Copy out the following listing word for word.

[Data entries]
..........

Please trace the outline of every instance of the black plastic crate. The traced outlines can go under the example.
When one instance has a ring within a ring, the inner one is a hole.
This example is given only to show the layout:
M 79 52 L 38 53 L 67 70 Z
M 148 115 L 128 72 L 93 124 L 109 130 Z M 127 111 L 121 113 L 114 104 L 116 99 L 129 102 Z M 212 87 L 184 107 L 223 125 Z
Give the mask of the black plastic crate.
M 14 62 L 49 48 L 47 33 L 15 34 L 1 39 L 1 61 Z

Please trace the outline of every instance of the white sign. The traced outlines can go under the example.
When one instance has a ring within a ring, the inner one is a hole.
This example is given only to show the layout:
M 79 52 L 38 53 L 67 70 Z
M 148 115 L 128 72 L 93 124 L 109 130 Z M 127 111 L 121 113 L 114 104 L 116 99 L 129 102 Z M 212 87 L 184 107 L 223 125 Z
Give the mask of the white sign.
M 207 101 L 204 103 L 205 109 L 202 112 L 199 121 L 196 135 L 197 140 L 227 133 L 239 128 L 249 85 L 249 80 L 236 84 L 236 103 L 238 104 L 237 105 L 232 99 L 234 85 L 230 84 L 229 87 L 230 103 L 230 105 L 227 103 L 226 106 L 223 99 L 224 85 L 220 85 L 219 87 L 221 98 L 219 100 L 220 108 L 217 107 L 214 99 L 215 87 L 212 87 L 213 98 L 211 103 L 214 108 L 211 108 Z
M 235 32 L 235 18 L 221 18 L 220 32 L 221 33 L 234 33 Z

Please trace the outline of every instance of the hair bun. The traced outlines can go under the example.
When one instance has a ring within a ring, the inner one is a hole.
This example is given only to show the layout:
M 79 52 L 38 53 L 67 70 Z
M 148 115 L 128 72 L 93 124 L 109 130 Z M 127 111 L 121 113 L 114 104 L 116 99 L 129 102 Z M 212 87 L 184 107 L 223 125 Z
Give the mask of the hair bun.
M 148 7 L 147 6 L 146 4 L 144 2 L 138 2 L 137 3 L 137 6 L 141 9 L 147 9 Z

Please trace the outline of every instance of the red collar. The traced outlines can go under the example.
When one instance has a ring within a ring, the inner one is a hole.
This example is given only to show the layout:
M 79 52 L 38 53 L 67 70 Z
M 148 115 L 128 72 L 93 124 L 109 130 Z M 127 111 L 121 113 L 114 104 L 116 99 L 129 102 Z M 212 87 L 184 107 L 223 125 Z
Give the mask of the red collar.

..........

» **SOLUTION TO THIS TASK**:
Please trace the outline of every instance of the black plastic crate. The traced outlines can go under the example.
When one instance has a ring within a ring, the inner one is a hole.
This example is given only to show the layout:
M 79 52 L 38 53 L 67 70 Z
M 148 115 L 128 72 L 93 124 L 109 130 Z M 127 111 L 121 113 L 114 104 L 116 99 L 129 102 Z M 212 87 L 184 107 L 223 125 Z
Give the mask of the black plastic crate.
M 14 62 L 49 48 L 47 33 L 15 34 L 1 39 L 1 61 Z

Please trace the outline of every instance of the white sign. The traced outlines can go under the example.
When one instance has a ring within a ring, the inner one is a hole.
This example is given only to show the layout:
M 79 52 L 38 53 L 67 70 Z
M 148 115 L 128 72 L 93 124 L 109 130 Z M 127 111 L 121 113 L 114 104 L 116 99 L 129 102 Z M 212 87 L 184 107 L 223 125 Z
Give the mask of the white sign.
M 207 101 L 204 103 L 205 109 L 202 112 L 199 121 L 196 135 L 197 140 L 227 133 L 239 128 L 249 85 L 249 80 L 236 84 L 236 103 L 238 104 L 237 105 L 232 99 L 234 85 L 230 84 L 229 87 L 230 103 L 230 105 L 227 103 L 226 106 L 223 99 L 224 85 L 220 85 L 219 87 L 221 98 L 219 100 L 220 108 L 217 107 L 214 99 L 215 87 L 212 87 L 213 98 L 211 103 L 214 108 L 211 108 Z
M 235 32 L 235 18 L 221 18 L 220 32 L 221 33 L 234 33 Z

Please trace the outline of every instance of the hair bun. The traced outlines can go under the example.
When one instance has a ring within a ring, the inner one is a hole.
This example is given only to show the layout:
M 79 52 L 38 53 L 67 70 Z
M 148 115 L 128 72 L 93 124 L 109 130 Z M 127 111 L 121 113 L 114 104 L 116 99 L 129 102 Z M 212 87 L 184 107 L 223 125 Z
Give the mask of the hair bun.
M 148 7 L 147 6 L 146 4 L 144 2 L 138 2 L 137 3 L 137 6 L 141 9 L 147 9 Z

Please trace the outline of every instance of the red collar. The traced outlines can go under the example.
When one instance has a ring within a ring, the inner one is a hole.
This example is given only to show the layout:
M 79 52 L 38 53 L 67 70 Z
M 148 115 L 128 72 L 93 124 L 109 130 Z M 127 111 L 121 113 L 114 104 L 116 99 L 129 102 Z M 212 87 L 184 107 L 223 125 Z
Give the mask of the red collar.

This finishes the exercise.